It's been a sloppy game all around, but we're tied up going into the 4th. You gotta take what you can get, an ugly win is still a win. Hopefully we can pull it off tonight...


----------



## hobojoe (Jun 20, 2003)

Carlos Arroyo, Mr. 4th Quarter. The Magic's poor version of Ben Gordon. Off to another good start in the 4th tonight.


----------



## Mateo (Sep 23, 2006)

can't complain about the calls.... fortson gets assaulted by 3 or 4 players and gets a jump ball call, arroyo penetrates and sorta gets clipped by collison and goes to the line.


----------



## Mateo (Sep 23, 2006)

Darko hits a jump shot, and then the next 2 times he gets a good look from the same spot he passes it. why?


----------



## rainman (Jul 15, 2002)

an outsiders opinion, this team is talented as heck but is fundamentally challenged and poorly coached, sometimes you win in spite of those things.


----------



## hobojoe (Jun 20, 2003)

Excerpt from a dataset
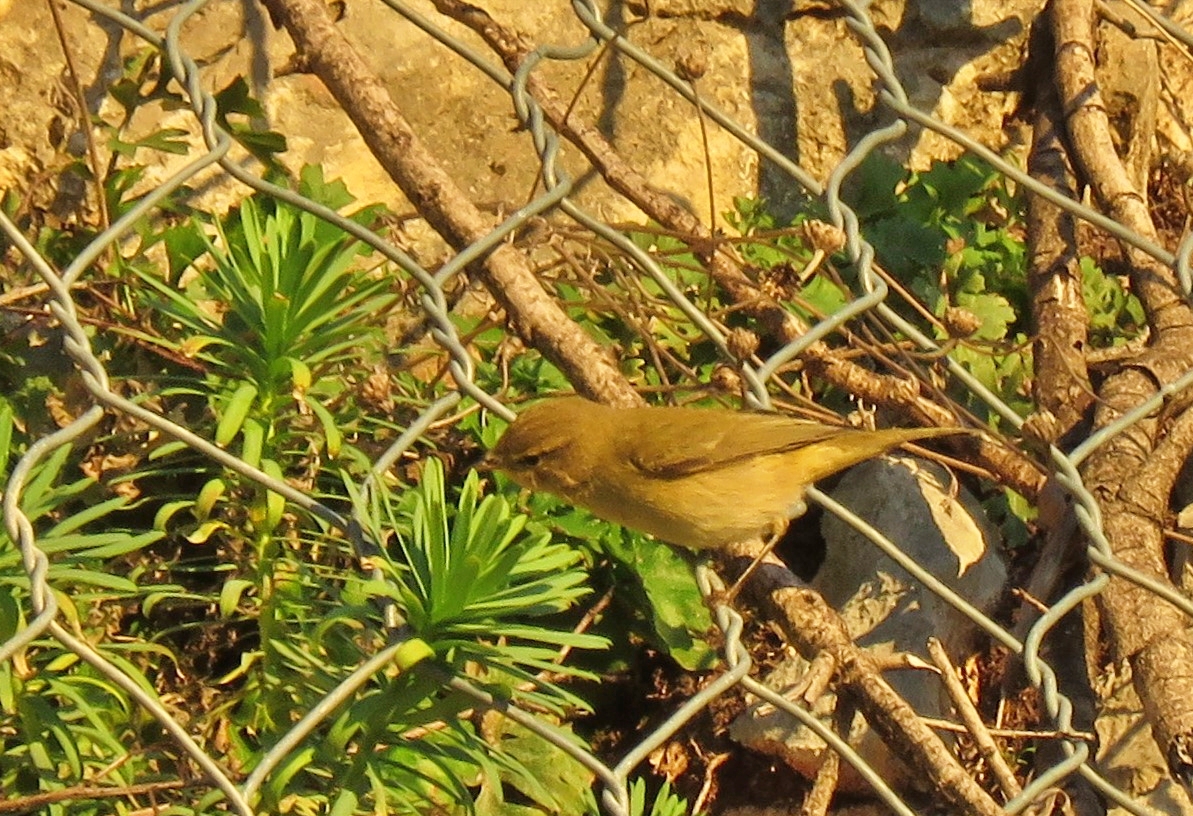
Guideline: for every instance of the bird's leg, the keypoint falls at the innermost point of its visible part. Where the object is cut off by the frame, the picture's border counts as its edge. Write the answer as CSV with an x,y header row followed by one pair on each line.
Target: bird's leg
x,y
778,527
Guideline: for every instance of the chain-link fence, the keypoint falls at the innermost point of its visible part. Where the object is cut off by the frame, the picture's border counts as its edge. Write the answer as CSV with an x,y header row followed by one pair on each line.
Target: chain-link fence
x,y
766,337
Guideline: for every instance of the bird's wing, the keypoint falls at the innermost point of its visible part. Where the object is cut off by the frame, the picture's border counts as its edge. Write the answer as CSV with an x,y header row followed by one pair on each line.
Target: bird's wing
x,y
687,445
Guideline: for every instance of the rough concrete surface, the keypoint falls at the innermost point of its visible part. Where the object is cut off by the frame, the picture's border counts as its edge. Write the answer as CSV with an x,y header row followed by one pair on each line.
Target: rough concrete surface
x,y
796,78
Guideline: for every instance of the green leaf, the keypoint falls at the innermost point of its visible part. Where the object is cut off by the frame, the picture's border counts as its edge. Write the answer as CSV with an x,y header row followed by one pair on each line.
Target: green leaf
x,y
234,414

**Tasks to perform**
**A)** Answer these questions about the basketball forum thread:
(i) Which player does hobojoe call "Mr. 4th Quarter"?
(ii) What call is made when Fortson "gets assaulted by 3 or 4 players"?
(iii) What does Darko do the next two times he gets a good look from the same spot?
**B)** Write the next part of the basketball forum thread, beginning with the post under the last header shown.
The items play no part in the work on this page.

**Expected answers**
**A)**
(i) Carlos Arroyo
(ii) A jump ball
(iii) He passes the ball.

**B)**
Mateo said:


> Darko hits a jump shot, and then the next 2 times he gets a good look from the same spot he passes it. why?


 No confidence?


----------



## Mateo (Sep 23, 2006)

but he just drilled one from the same spot. usually hitting shots helps your confidence.


----------



## hobojoe (Jun 20, 2003)

rainman said:


> an outsiders opinion, this team is talented as heck but is fundamentally challenged and poorly coached, sometimes you win in spite of those things.


 I'd say that's a fair assessment. We definitely need some work, that's for sure.


----------



## JNice (Jul 13, 2002)

Wow, a couple terrible calls in a row against Orlando.


----------



## JNice (Jul 13, 2002)

This has been one ugly *** game.


----------



## rainman (Jul 15, 2002)

the call on Darko for hooking was atrocius, if that is a foul then Kevin Garnett and a lot of others are out of work. another note, lenny wilkins on seattle radio is dogging Milicic unmercifully.


----------



## hobojoe (Jun 20, 2003)

Hedo!!!


----------



## Mateo (Sep 23, 2006)

wow, talk about stepping up, big shot turko.


----------



## hobojoe (Jun 20, 2003)

Huge, huge shot by Hedo. 

.4 seconds left, the shot counts as 2. 

This will be devestating if we lose.


----------



## hobojoe (Jun 20, 2003)

Ugly, ugly, ugly win. 

27 freakin turnovers, Jesus Christ... 

Like I said, a win is a win, but this team needs work. We're 3-2 though, I'll take it.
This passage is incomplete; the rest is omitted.